> _Teks Bacaan_
════════

"Jangan lupa oleh-olehnya ya..."
Coba ingat, seberapa sering kalimat ini dilontarkan kepada Anda? Pasti jawabannnya tak terhitung. Saya pun demikian. Setiap kali hendak berangkat ke luar kota/ luar negeri (tak peduli untuk keperluan kerja atau liburan) oleh-oleh adalah pesan yang tak pernah luput dititipkan orang-orang sekitar yang tahu rencana kepergian saya.
Kisah tentang oleh-oleh akrab bagi saya dan teman-teman sesama pelajar Indonesia saat kuliah di Belanda. Ada seorang teman yang sangat rajin mengumpulkan oleh-oleh. Bahkan, saat ada obral barang merek terkenal atau setiap berlibur ke negara Eropa lain di luar Belanda, ia kerap mencicil oleh-oleh bagi orang-orang terdekat yang tak sabar menanti kepulangannya ke tanah air. Ia tidak seperti saya dan beberapa teman lain yang memilih untuk membeli oleh-oleh di saat-saat terakhir menjelang kepulangan ke Indonesia. Bukannya tak ikhlas mengeluarkan sejumlah uang untuk membeli oleh-oleh tersebut, tapi saya masih malas direpotkan dengan urusan mencari barang-barang yang akan dijadikan oleh-oleh itu. Ditambah lagi, saya biasa jalan-jalan keliling Eropa alabackpacker, sehingga saya terkadang ragu menyisihkan ruang di tas ransel kecil saya sebagai tempat oleh-oleh.
Ya, begitulah. Bagi si pemberi, oleh-oleh terkadang bisa menjadi momok. Meskipun si pemberi sadar, oleh-oleh pasti akan hanya memunculkan satu perasaan bagi si penerima: senang.
***
Urusan oleh-oleh menjadi lebih bermakna bagi saya saat saya dan tim melakukan syuting untuk program kami di Kuala Lumpur, Malaysia, beberapa waktu lalu.
Di hari terakhir saat pekerjaan sudah selesai, kami pun sibuk berburu oleh-oleh. Ada seorang rekan kerja pria yang kewalahan mencari sepatu titipan sang istri. Pasalnya, tipe sepatu yang diinginkan sangat spesifik: merek tertentu, terbuat dari kulit, bermotif ular dengan tinggi hak sekian sentimeter. Ia sempat menemukan motif yang sesuai, tapi haknya masih terlalu pendek. Ia pun terpaksa menghabiskan waktu berjam-jam hanya untuk mencari sepasang sepatu idaman sang istri. Seorang rekan kerja pria yang lain sibuk memotret barang-barang yang ada dalam toko untuk dikirimkan melalui BBM."Teman-teman cewek di kantor banyak yang nitip tas atau dompet merek ini. Biar gampang, gw potret aja dulu biar mereka pilih," katanya.
Seorang rekan kerja lainnya, memilih oleh-oleh yang lebih praktis buat sang kekasih: coklat berbentuk kepingan hati dengan bungkus kotak bergambar bunga mawar berikat pita. Sementara saya hanya membeli dua kotak cokelat titipan mama tercinta dan satu kotak cokelat untuk dua orang sahabat yang kebetulan tahu kepergian saya ke Negeri Jiran. Saya tidak berusaha repot mencari oleh-oleh buat orang-orang terdekat lainnya.

════════

> _Daftar Catatan_
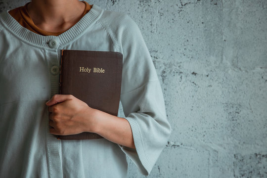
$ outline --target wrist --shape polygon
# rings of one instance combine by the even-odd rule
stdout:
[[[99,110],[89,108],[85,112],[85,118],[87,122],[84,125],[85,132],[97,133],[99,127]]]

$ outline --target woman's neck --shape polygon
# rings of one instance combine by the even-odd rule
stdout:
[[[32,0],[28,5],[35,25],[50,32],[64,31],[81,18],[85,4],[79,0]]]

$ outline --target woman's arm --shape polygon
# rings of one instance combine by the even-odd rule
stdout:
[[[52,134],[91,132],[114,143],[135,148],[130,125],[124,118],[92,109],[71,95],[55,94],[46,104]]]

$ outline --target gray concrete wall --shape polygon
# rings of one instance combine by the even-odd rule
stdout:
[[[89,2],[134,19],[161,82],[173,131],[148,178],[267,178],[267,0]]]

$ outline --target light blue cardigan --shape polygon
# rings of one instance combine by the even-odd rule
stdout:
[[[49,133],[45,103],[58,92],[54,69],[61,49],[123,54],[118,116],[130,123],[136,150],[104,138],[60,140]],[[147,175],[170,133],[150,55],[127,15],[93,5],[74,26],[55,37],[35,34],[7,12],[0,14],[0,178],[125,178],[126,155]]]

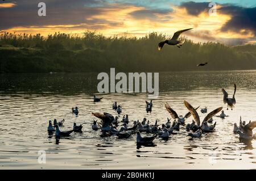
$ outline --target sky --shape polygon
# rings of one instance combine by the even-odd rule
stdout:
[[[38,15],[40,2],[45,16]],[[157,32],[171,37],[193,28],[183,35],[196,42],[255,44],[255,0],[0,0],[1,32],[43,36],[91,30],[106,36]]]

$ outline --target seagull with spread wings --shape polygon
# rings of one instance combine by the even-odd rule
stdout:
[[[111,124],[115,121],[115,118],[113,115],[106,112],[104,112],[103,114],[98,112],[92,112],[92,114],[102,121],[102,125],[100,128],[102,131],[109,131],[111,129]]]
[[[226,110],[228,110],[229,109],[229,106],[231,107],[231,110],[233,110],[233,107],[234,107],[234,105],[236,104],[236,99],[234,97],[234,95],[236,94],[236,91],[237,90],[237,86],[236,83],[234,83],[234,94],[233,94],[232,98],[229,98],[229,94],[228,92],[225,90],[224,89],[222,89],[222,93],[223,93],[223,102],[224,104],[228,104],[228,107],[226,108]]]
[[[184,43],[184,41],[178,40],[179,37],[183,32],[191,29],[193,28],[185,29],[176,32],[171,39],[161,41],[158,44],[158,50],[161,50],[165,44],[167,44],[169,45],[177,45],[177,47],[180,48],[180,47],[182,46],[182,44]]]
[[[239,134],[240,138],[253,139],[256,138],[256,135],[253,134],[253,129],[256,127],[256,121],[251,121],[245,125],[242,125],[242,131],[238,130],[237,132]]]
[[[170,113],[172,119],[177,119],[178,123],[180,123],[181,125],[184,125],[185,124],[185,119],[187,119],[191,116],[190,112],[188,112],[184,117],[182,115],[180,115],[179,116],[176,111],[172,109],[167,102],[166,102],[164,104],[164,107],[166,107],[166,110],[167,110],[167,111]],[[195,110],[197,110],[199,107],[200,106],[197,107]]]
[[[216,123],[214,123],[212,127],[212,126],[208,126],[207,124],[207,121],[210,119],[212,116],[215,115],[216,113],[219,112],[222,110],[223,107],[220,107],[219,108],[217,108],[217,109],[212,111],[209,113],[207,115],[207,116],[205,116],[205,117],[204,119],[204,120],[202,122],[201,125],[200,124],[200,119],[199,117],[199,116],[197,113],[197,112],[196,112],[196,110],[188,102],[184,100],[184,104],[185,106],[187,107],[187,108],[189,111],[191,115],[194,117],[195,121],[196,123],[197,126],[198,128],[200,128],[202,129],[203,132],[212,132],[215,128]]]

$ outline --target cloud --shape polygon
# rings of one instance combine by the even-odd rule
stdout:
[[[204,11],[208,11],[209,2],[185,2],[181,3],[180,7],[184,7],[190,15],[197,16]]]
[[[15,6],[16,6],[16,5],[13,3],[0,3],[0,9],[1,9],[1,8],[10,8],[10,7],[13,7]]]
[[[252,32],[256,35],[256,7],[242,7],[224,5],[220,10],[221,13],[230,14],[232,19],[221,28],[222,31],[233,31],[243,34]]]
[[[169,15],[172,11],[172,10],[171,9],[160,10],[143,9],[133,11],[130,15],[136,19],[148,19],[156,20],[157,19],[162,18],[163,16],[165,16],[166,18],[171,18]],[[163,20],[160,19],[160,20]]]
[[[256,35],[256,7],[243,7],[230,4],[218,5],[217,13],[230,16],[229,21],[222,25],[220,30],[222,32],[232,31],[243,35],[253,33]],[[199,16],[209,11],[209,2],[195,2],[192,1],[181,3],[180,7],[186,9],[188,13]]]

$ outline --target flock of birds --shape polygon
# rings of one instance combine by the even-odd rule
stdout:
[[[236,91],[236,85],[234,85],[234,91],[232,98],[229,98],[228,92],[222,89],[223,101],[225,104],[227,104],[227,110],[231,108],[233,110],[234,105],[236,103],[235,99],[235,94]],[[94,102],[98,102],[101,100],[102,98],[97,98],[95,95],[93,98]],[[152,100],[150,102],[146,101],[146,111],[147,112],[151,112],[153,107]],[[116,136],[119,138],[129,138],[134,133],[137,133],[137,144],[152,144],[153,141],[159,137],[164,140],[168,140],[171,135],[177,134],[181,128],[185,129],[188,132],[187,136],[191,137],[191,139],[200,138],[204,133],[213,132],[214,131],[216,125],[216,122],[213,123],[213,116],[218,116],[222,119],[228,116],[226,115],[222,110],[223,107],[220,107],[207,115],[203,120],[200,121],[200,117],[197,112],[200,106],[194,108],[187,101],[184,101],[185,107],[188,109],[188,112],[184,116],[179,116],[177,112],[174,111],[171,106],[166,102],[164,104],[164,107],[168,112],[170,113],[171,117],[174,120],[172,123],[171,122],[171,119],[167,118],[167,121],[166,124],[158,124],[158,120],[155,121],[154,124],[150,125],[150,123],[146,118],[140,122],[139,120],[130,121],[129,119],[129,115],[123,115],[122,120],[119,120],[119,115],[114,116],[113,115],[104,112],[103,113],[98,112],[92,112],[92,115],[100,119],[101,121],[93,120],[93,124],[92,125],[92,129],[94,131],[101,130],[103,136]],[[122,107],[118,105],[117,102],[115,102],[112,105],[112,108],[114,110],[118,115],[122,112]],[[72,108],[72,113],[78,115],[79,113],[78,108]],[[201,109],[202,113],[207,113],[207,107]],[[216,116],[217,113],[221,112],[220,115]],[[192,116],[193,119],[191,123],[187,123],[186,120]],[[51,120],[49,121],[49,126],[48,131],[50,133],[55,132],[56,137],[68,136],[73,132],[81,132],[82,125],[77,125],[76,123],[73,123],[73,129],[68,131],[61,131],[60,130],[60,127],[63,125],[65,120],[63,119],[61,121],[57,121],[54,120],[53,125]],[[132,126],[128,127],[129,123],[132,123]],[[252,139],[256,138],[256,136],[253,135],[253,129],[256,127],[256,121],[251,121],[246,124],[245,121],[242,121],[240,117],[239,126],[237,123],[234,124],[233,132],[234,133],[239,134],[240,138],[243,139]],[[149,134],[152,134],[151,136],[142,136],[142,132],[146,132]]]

════════

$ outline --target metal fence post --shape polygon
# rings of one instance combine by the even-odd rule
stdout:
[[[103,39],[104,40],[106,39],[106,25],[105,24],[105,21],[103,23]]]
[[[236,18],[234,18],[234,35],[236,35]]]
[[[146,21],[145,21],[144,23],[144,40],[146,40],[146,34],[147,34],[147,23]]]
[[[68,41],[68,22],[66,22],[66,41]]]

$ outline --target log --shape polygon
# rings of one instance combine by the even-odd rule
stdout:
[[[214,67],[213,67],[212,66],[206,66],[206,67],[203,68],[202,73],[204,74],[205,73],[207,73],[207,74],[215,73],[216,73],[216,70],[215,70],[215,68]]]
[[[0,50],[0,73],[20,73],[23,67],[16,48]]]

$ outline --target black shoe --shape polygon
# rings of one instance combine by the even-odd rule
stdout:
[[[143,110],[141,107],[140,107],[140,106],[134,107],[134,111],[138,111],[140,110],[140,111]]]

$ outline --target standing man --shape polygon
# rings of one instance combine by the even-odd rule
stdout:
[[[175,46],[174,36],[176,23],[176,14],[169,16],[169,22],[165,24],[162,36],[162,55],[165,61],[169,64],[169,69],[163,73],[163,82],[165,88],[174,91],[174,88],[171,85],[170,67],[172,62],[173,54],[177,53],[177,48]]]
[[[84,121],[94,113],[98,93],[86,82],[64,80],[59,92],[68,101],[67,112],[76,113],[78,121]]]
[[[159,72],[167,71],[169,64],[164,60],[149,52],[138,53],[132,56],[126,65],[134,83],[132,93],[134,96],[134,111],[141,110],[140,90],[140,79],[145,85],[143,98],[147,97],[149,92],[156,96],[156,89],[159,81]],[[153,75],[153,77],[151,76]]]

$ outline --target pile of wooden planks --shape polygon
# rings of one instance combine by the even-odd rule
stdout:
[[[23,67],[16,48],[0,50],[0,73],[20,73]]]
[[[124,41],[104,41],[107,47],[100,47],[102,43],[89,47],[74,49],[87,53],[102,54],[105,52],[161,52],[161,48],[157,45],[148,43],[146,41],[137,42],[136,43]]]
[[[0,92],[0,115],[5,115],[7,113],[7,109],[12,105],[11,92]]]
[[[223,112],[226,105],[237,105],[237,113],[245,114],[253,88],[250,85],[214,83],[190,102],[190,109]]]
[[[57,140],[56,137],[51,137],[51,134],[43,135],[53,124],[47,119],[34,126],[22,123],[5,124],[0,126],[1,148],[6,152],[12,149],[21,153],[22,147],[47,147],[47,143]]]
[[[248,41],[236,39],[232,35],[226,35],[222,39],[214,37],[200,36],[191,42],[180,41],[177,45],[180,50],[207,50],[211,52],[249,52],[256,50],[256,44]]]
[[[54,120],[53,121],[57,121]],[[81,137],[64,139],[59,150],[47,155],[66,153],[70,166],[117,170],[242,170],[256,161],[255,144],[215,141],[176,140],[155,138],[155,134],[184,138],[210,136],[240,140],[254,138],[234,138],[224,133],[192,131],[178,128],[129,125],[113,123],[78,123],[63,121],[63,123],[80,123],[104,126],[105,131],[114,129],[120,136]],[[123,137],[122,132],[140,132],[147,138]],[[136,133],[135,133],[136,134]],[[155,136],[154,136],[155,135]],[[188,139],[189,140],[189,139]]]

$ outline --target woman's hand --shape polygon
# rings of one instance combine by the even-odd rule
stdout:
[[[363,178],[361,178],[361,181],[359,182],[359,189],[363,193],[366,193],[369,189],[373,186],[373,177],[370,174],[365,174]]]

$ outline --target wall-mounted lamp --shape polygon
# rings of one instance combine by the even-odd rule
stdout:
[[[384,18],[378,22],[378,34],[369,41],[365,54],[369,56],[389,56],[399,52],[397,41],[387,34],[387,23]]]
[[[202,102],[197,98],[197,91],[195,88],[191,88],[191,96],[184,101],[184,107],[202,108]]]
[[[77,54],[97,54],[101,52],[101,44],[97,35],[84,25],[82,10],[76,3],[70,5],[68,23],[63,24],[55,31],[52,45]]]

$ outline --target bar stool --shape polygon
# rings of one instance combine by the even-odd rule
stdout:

════════

> _Soal Latihan_
Cetak seluruh bagian teks tentang oleh-oleh, mulai dari "Ya, begitulah. Bagi" terus ke bawah hingga "si penerima: senang.", tanpa mengubah satu kata pun. Catatan tersebut tidak ada hubungannya dengan teks tentang oleh-oleh.

> _Jawaban Soal_
Ya, begitulah. Bagi si pemberi, oleh-oleh terkadang bisa menjadi momok. Meskipun si pemberi sadar, oleh-oleh pasti akan hanya memunculkan satu perasaan bagi si penerima: senang.